**Given instruction:** Please give the listing again with "mashed food" swapped for "noodles", leaving everything else unchanged and leaving out the pictures.

**Data rows:**
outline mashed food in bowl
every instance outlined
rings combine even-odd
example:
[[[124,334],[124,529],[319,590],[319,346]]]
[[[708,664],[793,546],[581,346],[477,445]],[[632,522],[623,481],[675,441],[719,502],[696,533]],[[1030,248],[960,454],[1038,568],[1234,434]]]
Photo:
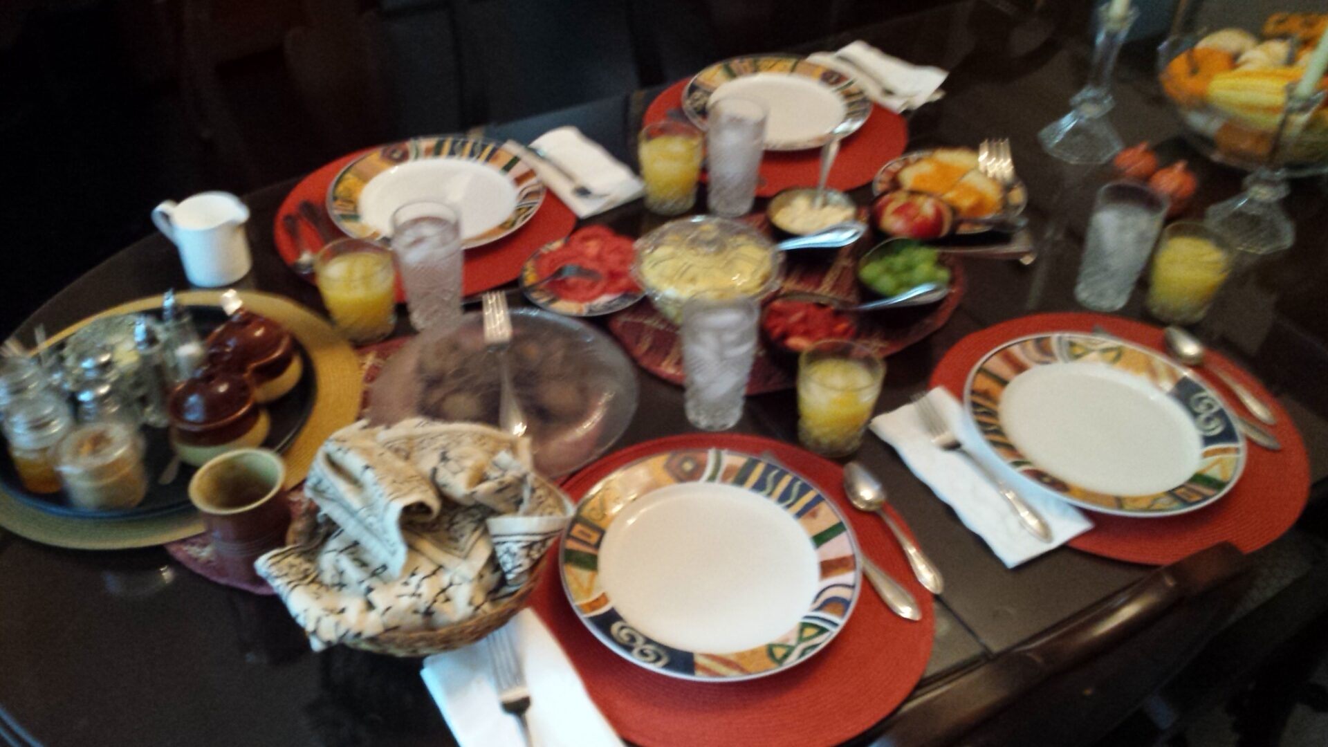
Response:
[[[643,239],[636,274],[664,316],[677,322],[683,303],[703,292],[761,295],[777,259],[754,230],[730,221],[684,221]]]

**Full answer:**
outline noodles in bowl
every instance outlined
rings combine even-odd
example:
[[[124,334],[124,529],[319,590],[319,346]]]
[[[708,664],[793,546],[581,346],[477,445]],[[632,522],[623,481],[675,441],[719,502],[696,533]],[[1030,248],[960,454],[1038,568],[1234,434]]]
Photo:
Response:
[[[643,239],[636,274],[664,316],[677,322],[683,303],[703,292],[761,295],[777,259],[754,230],[730,221],[684,221]]]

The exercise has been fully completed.